EXTRAIT >>
**********
A bien des égards, Par-delà le bien et le mal est une synthèse complète de la philosophie de Nietzsche à sa maturité, et plus particulièrement de sa pensée morale. Le livre se compose de 296 aphorismes, d'une longueur très variable. Ces aphorismes sont regroupés thématiquement en neuf chapitres. Bien que chaque aphorisme puisse être lu et analysé de manière indépendante, on peut voir une progression linéaire entre les aphorismes et au sein des chapitres.
La préface accuse les philosophes de dogmatisme, notamment les philosophes chrétiens, et le premier chapitre développe cette critique. Chaque grande philosophie, selon Nietzsche, n'est guère plus qu'une confession personnelle. Ainsi, les philosophes construisent des systèmes complexes de pensée pour justifier leurs propres hypothèses et leurs préjugés. Au dogmatisme de ces philosophes, Nietzsche oppose «l'esprit libre», qui consiste à adopter une démarche expérimentale, à tester toute idée avant de la réfuter au lieu de penser de manière systématique.
Nietzsche revient sur les thèmes développées dans la Généalogie de la morale : il s'en prend également à l'esprit de troupeau, cette propension des masses à agir sans réfléchir, à la manière des moutons de Panurge. En découle un nivellement vers le bas, une morale terne, une morale d'esclave, signe selon Nietzsche de la grave maladie contractée par notre civilisation. Face à cet esprit du troupeau, au démocratisme mou, Nietzsche en appelle à un ordre de rang, une nouvelle hiérarchie, autrement dit un perspectivisme moral selon lequel on ne peut appliquer la même morale à tous : les hommes supérieurs sont ceux qui peuvent inventer leurs valeurs, se poser et s'assumer comme supérieurs aux autres. Face à la démocratie montante, Nietzsche veut réintroduire une aristocratie intellectuelle et morale.
Nietzsche s'attaque par la suite à la question des nationalités, en s'appuyant sur une sorte de lamarckisme, afin de démontrer qu'aux nationalités correspondent certaines caractéristiques. Mais son analyse la plus intéressante a trait au nationalisme, qu'il critique de manière très virulente, comme une émanation de l'instinct grégaire, un refus de s'assumer comme individu. L'individu « noble » se hisse au contraire au-dessus de son appartenance nationale. L'âme noble est une âme solitaire, tourmentée, incomprise de la masse.
**********
DONNÉES EXTRAITES >>
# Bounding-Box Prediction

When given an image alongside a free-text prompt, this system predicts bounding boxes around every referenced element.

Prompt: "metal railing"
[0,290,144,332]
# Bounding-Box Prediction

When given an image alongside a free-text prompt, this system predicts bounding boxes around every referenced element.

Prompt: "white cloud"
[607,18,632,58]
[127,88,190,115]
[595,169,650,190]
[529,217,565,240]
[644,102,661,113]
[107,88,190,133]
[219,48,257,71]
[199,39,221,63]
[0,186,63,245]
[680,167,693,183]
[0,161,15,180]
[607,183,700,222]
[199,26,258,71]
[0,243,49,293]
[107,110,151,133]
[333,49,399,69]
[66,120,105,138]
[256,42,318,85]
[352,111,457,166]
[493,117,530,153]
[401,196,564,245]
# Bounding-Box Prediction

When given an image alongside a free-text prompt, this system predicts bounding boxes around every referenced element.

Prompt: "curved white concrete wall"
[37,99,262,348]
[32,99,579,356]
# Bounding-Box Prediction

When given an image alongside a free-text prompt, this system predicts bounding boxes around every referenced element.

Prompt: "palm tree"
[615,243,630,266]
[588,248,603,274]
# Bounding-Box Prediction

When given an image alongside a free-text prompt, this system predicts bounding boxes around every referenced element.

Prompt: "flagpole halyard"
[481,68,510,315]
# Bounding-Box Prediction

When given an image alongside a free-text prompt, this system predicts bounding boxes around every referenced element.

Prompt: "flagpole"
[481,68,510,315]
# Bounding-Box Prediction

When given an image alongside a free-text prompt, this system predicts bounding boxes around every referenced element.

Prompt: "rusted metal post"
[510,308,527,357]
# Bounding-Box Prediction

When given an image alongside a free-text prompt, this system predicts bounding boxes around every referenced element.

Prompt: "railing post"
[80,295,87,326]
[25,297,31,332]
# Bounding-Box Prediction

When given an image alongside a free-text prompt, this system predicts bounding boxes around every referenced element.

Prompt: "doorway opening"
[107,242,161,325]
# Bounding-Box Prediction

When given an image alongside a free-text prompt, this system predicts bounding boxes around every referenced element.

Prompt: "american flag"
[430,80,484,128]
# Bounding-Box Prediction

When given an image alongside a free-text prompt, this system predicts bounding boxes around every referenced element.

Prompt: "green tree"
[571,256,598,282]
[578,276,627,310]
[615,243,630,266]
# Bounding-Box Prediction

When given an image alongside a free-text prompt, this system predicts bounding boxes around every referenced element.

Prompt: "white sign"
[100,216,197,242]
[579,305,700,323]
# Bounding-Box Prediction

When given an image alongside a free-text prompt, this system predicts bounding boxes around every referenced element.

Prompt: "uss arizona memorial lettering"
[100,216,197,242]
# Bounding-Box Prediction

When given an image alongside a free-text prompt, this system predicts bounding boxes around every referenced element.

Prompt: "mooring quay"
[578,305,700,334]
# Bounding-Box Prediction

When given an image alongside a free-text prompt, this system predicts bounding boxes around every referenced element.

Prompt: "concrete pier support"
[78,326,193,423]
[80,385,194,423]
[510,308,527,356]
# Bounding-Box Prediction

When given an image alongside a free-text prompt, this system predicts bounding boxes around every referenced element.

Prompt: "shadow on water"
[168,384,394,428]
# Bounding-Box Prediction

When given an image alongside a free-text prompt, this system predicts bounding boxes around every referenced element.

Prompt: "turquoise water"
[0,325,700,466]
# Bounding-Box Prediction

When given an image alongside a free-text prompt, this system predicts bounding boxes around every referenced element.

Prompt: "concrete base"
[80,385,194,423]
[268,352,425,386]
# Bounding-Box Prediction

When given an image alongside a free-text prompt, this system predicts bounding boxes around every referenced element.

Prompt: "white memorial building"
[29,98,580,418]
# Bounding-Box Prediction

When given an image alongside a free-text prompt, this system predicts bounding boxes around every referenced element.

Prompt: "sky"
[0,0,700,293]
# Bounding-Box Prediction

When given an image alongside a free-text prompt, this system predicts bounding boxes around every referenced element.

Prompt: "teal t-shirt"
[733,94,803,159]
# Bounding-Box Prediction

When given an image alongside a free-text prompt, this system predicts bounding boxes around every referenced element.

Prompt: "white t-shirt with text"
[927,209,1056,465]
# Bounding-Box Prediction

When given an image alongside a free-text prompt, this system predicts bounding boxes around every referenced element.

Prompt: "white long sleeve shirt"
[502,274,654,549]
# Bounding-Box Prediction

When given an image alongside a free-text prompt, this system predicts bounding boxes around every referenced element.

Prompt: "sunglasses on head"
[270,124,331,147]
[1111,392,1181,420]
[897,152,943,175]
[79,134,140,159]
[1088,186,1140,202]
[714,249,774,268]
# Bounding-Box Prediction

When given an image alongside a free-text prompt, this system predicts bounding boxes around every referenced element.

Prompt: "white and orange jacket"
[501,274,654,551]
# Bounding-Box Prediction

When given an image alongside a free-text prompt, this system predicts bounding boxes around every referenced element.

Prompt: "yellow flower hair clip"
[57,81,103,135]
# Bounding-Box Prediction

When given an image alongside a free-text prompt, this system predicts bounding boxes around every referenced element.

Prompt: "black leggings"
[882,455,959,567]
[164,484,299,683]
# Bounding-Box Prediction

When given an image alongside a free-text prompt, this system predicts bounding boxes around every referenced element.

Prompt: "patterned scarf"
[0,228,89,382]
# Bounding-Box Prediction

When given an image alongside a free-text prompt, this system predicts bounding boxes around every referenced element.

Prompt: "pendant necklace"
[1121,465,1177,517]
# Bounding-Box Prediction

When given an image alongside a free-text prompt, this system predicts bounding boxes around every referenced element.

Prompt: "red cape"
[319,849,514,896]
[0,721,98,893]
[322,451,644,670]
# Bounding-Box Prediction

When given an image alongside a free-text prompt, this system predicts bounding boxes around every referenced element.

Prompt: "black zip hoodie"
**********
EXERCICE >>
Recopiez le passage de l'extrait sur Par-delà le bien et le mal qui commence à « Nietzsche revient sur » et se termine à « intellectuelle et morale. ».

CORRIGÉ >>
Nietzsche revient sur les thèmes développées dans la Généalogie de la morale : il s'en prend également à l'esprit de troupeau, cette propension des masses à agir sans réfléchir, à la manière des moutons de Panurge. En découle un nivellement vers le bas, une morale terne, une morale d'esclave, signe selon Nietzsche de la grave maladie contractée par notre civilisation. Face à cet esprit du troupeau, au démocratisme mou, Nietzsche en appelle à un ordre de rang, une nouvelle hiérarchie, autrement dit un perspectivisme moral selon lequel on ne peut appliquer la même morale à tous : les hommes supérieurs sont ceux qui peuvent inventer leurs valeurs, se poser et s'assumer comme supérieurs aux autres. Face à la démocratie montante, Nietzsche veut réintroduire une aristocratie intellectuelle et morale.